### Teks Bacaan

Setiap Sabtu, domba-domba milik pemukim Yahudi berarak melintasi kebun zaitun yang telah dirawat oleh Rezeq Abu Naim dan keluarganya turun-temurun, meremukkan dahan dan merusak akar pepohonan. Para pemukim ekstrem bersenjata, terkadang bermasker, menggiring ternak mereka untuk minum dari persediaan air keluarga yang sudah menipis sementara Tuan Abu Naim menyaksikan dari tenda-tenda reot di Al Mughayir, tempat ia tinggal di atas lembah.
“Aku mohon, aku mohon. Ya Allah, biarkan kami saja,’” kenang Tuan Abu Naim menceritakan ucapannya kepada para pemukim dalam suatu konfrontasi baru-baru ini. “Pergilah saja. Kami tidak ingin ada masalah.”
Hamparan luas ladang dan gandum keluarganya telah diambil alih oleh pemukim Israel yang mendirikan pos-pos terdepan, permukiman liar yang pada akhirnya dapat berkembang menjadi pemukiman besar, di bukit-bukit terdekat.
Jalan-jalan baru membelah tanah tempat kawanan dombanya sendiri merumput — dan para pemukim secara rutin mencuri hewan-hewan itu, katanya. Enam bulan lalu, seorang pemukim bermasker bersenjata api menerobos masuk ke rumah keluarganya pukul 3 pagi, ia mengenang. Ia menggambarkan perampas yang menerobos masuk ke rumah putranya di dekat sana pada malam bulan Desember lalu, merobek tenda dan mencuri panel-panel surya.
Keluarga itu bergantian berjaga di malam hari untuk melindungi domba mereka dari serangan pemukim. Pada suatu hari baru-baru ini, kami menemui Tuan Abu Naim sedang beristirahat di atas bantal, sebuah radio portabel ditempelkan ke telinganya menyimak berita-berita regional.
Pergi. Pergi dari sini. Minggir, kata Tuan Abu Naim para pemukim berulang kali menyuruhnya.

### Tugas yang Dikerjakan
1. Tuliskan kembali dengan tepat sebagian teks bacaan di atas, mulai dari kata-kata yang memuat "Setiap Sabtu, domba-domba" dan berhenti setelah "di atas lembah.".
2. Terjemahkan kalimat dari teks bacaan di atas ini ke dalam bahasa Inggris: "Keluarga itu bergantian berjaga di malam hari untuk melindungi domba mereka dari serangan pemukim."
Materi di bawah ini tidak diperlukan untuk latihan ini.

### Materi yang Ditampilkan
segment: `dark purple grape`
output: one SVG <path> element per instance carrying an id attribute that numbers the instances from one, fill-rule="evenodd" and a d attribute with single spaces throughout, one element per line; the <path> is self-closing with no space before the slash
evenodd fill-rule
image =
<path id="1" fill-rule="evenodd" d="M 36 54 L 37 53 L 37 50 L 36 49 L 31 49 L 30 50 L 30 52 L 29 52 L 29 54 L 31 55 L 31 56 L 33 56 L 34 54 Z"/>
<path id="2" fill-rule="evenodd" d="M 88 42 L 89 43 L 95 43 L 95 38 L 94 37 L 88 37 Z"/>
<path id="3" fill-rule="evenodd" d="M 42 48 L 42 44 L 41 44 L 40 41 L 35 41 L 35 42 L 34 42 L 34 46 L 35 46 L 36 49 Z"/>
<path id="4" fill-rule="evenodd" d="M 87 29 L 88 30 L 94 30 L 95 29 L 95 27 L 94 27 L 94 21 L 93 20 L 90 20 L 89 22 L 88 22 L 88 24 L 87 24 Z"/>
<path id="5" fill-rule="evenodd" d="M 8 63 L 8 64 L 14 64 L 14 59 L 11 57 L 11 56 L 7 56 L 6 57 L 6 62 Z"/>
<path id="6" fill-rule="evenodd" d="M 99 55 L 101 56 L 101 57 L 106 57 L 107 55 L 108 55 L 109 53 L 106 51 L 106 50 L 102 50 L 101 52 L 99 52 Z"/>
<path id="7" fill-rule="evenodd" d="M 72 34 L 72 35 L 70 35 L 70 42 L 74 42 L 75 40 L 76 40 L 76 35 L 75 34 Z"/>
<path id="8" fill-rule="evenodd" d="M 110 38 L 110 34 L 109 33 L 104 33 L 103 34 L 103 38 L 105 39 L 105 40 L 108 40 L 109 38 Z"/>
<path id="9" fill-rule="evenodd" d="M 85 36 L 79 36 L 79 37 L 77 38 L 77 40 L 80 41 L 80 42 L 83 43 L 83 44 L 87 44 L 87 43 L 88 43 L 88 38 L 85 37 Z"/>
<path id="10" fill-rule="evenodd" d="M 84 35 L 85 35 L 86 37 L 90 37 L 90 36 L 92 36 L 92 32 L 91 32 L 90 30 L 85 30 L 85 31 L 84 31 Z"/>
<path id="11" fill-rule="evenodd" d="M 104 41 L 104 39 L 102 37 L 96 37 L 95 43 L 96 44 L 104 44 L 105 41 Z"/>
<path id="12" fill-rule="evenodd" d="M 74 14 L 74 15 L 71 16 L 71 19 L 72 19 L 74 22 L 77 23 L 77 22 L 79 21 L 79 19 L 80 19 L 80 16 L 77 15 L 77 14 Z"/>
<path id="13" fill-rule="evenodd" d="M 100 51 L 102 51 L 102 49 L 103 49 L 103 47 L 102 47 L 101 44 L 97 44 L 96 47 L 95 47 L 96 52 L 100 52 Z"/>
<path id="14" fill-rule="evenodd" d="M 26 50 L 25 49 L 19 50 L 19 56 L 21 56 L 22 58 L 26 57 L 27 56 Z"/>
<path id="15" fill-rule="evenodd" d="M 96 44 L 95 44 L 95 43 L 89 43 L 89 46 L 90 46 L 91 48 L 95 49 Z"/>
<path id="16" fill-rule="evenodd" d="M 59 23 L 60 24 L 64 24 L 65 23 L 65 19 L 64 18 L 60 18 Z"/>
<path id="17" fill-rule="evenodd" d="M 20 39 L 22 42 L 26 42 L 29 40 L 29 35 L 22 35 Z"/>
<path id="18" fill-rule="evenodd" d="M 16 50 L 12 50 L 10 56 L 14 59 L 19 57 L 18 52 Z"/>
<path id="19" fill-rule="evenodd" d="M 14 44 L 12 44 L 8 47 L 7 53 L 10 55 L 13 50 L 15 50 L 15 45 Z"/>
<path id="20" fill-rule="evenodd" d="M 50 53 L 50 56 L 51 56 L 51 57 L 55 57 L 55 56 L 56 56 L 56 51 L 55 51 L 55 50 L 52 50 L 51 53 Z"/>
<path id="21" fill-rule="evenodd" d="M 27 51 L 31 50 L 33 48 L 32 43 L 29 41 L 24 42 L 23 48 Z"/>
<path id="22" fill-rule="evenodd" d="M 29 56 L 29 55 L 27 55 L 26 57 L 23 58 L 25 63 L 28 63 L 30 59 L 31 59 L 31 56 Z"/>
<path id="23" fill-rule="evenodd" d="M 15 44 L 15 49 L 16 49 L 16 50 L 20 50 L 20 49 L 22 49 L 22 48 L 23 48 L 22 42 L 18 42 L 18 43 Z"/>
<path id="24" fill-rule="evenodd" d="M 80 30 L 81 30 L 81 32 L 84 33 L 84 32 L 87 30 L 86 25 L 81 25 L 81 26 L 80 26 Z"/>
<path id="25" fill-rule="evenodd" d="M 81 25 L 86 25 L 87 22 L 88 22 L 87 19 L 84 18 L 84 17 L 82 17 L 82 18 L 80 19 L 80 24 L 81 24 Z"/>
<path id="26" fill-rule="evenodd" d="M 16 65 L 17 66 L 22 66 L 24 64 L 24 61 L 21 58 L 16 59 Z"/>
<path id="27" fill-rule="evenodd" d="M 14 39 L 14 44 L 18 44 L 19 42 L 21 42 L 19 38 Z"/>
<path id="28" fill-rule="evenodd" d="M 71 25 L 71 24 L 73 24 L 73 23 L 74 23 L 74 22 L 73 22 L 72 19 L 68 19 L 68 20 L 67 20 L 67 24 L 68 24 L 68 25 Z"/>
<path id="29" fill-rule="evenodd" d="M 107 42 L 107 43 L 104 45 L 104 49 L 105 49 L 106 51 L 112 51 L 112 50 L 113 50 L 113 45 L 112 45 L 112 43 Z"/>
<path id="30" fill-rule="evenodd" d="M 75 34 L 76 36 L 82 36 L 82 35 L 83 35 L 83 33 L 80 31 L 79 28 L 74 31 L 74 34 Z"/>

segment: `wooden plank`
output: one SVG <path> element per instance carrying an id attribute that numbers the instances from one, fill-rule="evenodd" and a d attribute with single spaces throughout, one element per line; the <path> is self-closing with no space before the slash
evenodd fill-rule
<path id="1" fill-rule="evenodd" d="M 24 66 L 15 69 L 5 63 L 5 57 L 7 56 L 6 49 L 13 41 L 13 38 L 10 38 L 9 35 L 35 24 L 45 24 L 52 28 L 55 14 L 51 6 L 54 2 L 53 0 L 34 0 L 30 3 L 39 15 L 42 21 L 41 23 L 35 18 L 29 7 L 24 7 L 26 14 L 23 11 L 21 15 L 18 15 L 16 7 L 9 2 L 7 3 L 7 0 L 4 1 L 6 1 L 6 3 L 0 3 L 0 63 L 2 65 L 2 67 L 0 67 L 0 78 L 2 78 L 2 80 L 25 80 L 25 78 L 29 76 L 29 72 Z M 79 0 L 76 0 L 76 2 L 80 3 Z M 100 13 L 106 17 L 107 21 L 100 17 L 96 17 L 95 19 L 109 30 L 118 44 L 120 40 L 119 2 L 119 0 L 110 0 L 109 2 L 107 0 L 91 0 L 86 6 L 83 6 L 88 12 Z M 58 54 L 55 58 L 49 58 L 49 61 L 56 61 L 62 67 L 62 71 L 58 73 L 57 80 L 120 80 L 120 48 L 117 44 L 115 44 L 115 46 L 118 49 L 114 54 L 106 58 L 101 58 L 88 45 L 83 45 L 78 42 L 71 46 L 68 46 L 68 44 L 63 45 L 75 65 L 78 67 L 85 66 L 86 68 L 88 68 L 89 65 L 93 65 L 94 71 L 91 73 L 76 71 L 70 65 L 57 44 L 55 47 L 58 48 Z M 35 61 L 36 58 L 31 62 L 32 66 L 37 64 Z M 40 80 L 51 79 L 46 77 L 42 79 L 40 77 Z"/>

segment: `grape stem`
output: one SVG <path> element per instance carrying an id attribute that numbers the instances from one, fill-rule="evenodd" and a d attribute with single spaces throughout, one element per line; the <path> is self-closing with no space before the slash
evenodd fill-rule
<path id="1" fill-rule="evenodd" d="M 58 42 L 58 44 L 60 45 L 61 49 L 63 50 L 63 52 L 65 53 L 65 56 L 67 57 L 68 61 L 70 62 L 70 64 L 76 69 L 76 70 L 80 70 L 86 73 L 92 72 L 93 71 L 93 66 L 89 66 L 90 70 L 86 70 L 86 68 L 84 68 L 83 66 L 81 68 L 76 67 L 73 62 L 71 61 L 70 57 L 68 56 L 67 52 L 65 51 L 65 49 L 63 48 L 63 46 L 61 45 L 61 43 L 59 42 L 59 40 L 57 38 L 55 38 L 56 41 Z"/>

### Kunci Jawaban Latihan
1.
Setiap Sabtu, domba-domba milik pemukim Yahudi berarak melintasi kebun zaitun yang telah dirawat oleh Rezeq Abu Naim dan keluarganya turun-temurun, meremukkan dahan dan merusak akar pepohonan. Para pemukim ekstrem bersenjata, terkadang bermasker, menggiring ternak mereka untuk minum dari persediaan air keluarga yang sudah menipis sementara Tuan Abu Naim menyaksikan dari tenda-tenda reot di Al Mughayir, tempat ia tinggal di atas lembah.

2. The family takes turns keeping watch at night to protect their sheep from settler attacks.